**PROBLEM DETAILS**:
Reproduce the entries from the beginning through the line containing "<point>286,130</point>", both ends included, renaming "birdhouse" to "nest box" and keeping everything else the same. Leave the pictures out of your answer.

Rows from a dataset:
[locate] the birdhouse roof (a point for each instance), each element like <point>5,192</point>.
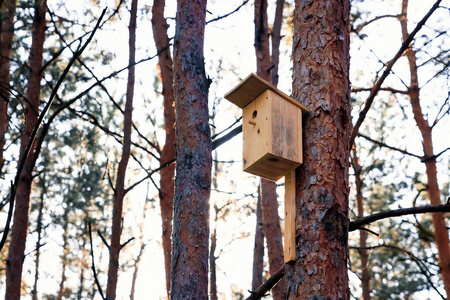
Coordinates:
<point>250,89</point>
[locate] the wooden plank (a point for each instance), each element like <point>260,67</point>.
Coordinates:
<point>289,217</point>
<point>250,89</point>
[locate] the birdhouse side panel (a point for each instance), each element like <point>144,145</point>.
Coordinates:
<point>256,129</point>
<point>286,130</point>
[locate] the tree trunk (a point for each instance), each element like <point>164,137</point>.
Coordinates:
<point>7,12</point>
<point>189,276</point>
<point>119,192</point>
<point>320,82</point>
<point>38,242</point>
<point>440,231</point>
<point>276,39</point>
<point>20,226</point>
<point>258,250</point>
<point>167,184</point>
<point>64,260</point>
<point>212,265</point>
<point>363,253</point>
<point>269,204</point>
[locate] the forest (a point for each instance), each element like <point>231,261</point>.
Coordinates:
<point>121,161</point>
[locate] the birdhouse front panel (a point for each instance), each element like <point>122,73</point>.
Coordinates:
<point>272,136</point>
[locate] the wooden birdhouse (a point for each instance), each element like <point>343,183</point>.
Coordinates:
<point>272,148</point>
<point>271,127</point>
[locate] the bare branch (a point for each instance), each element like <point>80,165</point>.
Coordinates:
<point>377,86</point>
<point>358,223</point>
<point>267,285</point>
<point>381,144</point>
<point>226,15</point>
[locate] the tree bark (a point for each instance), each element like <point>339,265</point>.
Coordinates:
<point>320,82</point>
<point>20,226</point>
<point>272,232</point>
<point>269,204</point>
<point>7,12</point>
<point>38,242</point>
<point>440,231</point>
<point>258,250</point>
<point>189,276</point>
<point>363,252</point>
<point>119,192</point>
<point>167,184</point>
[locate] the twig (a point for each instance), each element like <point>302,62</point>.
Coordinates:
<point>267,285</point>
<point>387,71</point>
<point>36,128</point>
<point>381,144</point>
<point>358,223</point>
<point>226,15</point>
<point>93,264</point>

**REPLY TO THE EXERCISE**:
[locate] the nest box roof (a point for each instance), each element like <point>5,192</point>.
Coordinates:
<point>250,89</point>
[locate] the wooden plank (a point for each instance), each element like <point>260,67</point>.
Coordinates:
<point>289,217</point>
<point>250,89</point>
[locate] the nest box side panel (a point for each instance), each element like <point>144,145</point>.
Coordinates:
<point>256,129</point>
<point>286,130</point>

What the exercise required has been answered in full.